begin

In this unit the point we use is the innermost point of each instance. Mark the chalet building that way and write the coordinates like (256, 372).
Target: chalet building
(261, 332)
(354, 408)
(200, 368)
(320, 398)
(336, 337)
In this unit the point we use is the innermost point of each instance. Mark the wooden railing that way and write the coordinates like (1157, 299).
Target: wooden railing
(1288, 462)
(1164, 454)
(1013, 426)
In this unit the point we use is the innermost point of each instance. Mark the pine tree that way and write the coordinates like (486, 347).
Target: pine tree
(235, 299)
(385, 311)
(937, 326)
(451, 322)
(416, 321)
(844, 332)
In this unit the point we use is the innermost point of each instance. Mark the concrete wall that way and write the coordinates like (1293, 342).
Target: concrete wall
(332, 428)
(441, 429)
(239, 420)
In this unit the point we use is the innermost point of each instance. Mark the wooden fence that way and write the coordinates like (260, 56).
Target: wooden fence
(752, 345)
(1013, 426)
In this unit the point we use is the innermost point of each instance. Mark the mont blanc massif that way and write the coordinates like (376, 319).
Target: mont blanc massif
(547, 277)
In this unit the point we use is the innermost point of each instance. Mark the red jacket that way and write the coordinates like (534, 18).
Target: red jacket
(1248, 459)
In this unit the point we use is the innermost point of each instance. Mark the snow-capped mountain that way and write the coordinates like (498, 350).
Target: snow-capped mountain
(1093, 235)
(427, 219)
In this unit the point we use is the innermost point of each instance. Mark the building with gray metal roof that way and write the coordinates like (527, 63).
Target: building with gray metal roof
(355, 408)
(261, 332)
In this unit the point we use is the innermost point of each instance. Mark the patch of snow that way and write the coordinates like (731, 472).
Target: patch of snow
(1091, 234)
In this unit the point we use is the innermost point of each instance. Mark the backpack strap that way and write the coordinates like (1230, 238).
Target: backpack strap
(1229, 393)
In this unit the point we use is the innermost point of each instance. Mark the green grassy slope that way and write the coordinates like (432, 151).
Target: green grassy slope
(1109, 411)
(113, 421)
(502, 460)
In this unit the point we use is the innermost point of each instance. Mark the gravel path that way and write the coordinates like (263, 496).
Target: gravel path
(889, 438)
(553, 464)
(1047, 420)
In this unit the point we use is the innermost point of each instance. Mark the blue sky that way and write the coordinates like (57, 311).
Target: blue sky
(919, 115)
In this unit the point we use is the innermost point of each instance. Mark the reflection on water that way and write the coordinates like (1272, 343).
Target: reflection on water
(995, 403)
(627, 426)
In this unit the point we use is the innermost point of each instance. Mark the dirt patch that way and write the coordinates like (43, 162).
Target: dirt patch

end

Aim: Quote verbatim the text starting at the line that contains "like (43, 162)." and ending with the final line of the items.

Exercise solution:
In this unit the point we use is the innermost point of each instance. Mark the dirt patch that way and write the coordinates like (43, 162).
Target: dirt patch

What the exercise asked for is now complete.